**TASK INSTRUCTIONS**
**1.** Answer these questions about the blog post on vitamins and vitamin D:
(a) Which actor played the main character in "A Clockwork Orange"?
(b) What does the post say "veetamins" is?
(c) What two things made up the "perfect storm" the Disease Management Care Blog saw its patients caught up in?
**2.** Write a continuation of the blog post on vitamins and vitamin D, starting after its last sentence.

Vitamins and the Search for Panaceas: The Institute of Medicine and Vitamin D
Posted Dec 09 2010 11:15pm
In the decades old movie “ A Clockwork Orange ,” a soulless sociopathic monster becomes the pseudo-beneficiary of medical-psychological re-engineering. Among the many modern treatments prescribed by the white coated clinician-experts are injections high doses of “veetamins,” (the British pronunciation for vitamins), which the main character (played by a youthful Malcolm McDowell) meekly accepts. The intervention ultimately fails and the viewer is left to ponder modern society's fixation on finding panaceas that can cure all that ails us.
During its career, the white coated Disease Management Care Blog has pondered its patients' passion for “veetamins.” Years of experience led it to eventually conclude that linear “if-then” thinking had blessed vitamins with a special place in our dietary mania: if a lack causes disease, then an abundance should lead to well being. Even the word “vitamin” conjures up notions of vitality. The DMCB eventually concluded that its patients were caught up in a perfect storm made up of our collective fixation on easy answers combined with a naïve delight in anything with the patina of "science." Little wonder, then, that gazillions of vitamins pills are being sold with little to show for it, other than gazillions of gallons of vitamin-rich urine.

[Region pointing data]

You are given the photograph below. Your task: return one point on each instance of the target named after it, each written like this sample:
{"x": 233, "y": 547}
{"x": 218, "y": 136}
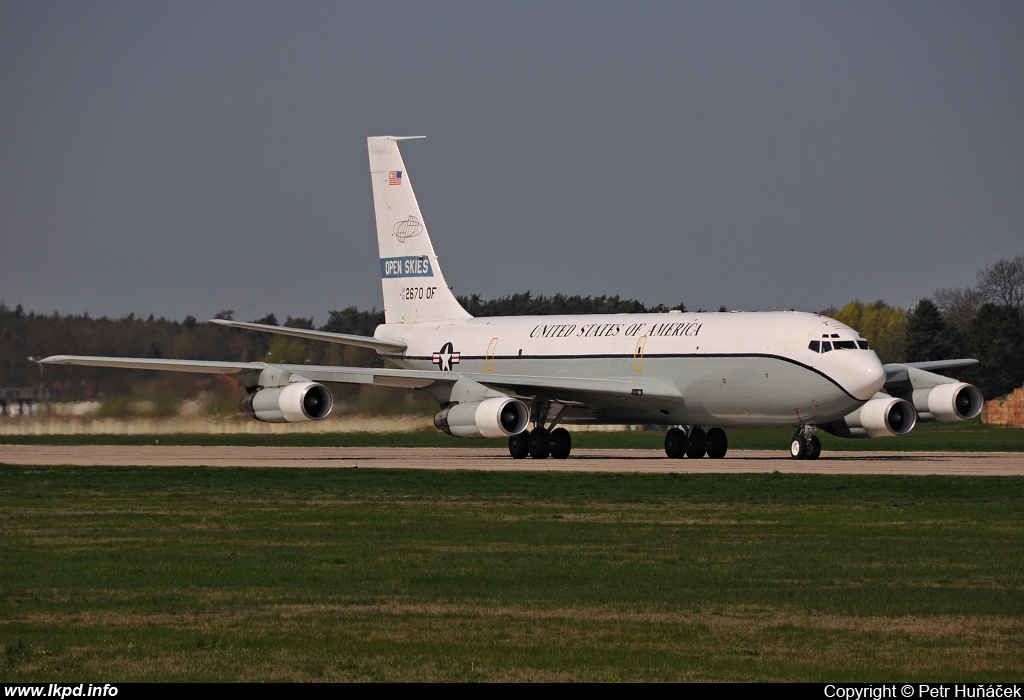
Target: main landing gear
{"x": 804, "y": 444}
{"x": 542, "y": 442}
{"x": 693, "y": 442}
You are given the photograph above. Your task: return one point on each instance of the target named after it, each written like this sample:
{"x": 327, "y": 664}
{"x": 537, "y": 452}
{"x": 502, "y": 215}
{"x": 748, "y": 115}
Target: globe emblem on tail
{"x": 408, "y": 228}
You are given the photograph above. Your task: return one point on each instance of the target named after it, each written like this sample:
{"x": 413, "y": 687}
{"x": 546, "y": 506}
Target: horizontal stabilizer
{"x": 340, "y": 338}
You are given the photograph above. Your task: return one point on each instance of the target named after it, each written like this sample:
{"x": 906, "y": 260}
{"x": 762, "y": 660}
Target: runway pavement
{"x": 1006, "y": 464}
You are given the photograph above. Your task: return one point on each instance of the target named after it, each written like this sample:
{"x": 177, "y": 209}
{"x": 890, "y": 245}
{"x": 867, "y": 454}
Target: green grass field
{"x": 972, "y": 436}
{"x": 232, "y": 574}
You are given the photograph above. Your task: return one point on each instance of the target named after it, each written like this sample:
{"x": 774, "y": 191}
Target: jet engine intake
{"x": 884, "y": 417}
{"x": 499, "y": 417}
{"x": 292, "y": 403}
{"x": 948, "y": 402}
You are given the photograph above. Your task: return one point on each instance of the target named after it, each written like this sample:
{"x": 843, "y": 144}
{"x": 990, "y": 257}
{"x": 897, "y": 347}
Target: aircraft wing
{"x": 900, "y": 377}
{"x": 341, "y": 338}
{"x": 201, "y": 366}
{"x": 579, "y": 389}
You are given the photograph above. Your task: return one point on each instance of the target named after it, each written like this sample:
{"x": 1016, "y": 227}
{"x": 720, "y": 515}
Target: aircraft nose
{"x": 864, "y": 375}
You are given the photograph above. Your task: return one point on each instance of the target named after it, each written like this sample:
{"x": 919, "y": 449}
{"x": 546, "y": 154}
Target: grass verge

**ANSWERS FOR THE TASKS**
**1.**
(a) A youthful Malcolm McDowell.
(b) The British pronunciation for vitamins.
(c) Our collective fixation on easy answers, combined with a naïve delight in anything with the patina of "science."

**2.**
Enter the prestigious Institute of Medicine (IOM) on the topic of Vitamin D . The IOM sponsors expert consensus panels, workshops, committees, forums and round tables that opine on a number of medical issues while striving to be science-based and non biased. According to their recently released Vitamin D report , there really isn’t much good evidence to support bulking up on high doses of oral Vitamin D. Since average blood levels of Vitamin D in the U.S. and Canada are adequate to meet metabolic needs, it appears persons are already getting Vitamin D they need from normal and fortified foods. Finally, the evidence favoring Vitamin D as a health supplement is mostly based on observational studies that are prone to bias. As a result, they're not willing to agree that Vitamin D can reduce the risk of diseases like cancer.
Which isn't surprising. Check out this very informative (Hat Tip to the Wall Street Journal Health Blog ) American Journal of Epidemiologyeditorial that describes the high expectations and the bitter disappointment over notions that supplemental doses of Vitamins A, B, C and E could prevent cancer, lessen heart attack rates and prolong life. Based on the sorry track record of vitamin supplementation, the DMCB thinks the IOM deserves credit for its caution.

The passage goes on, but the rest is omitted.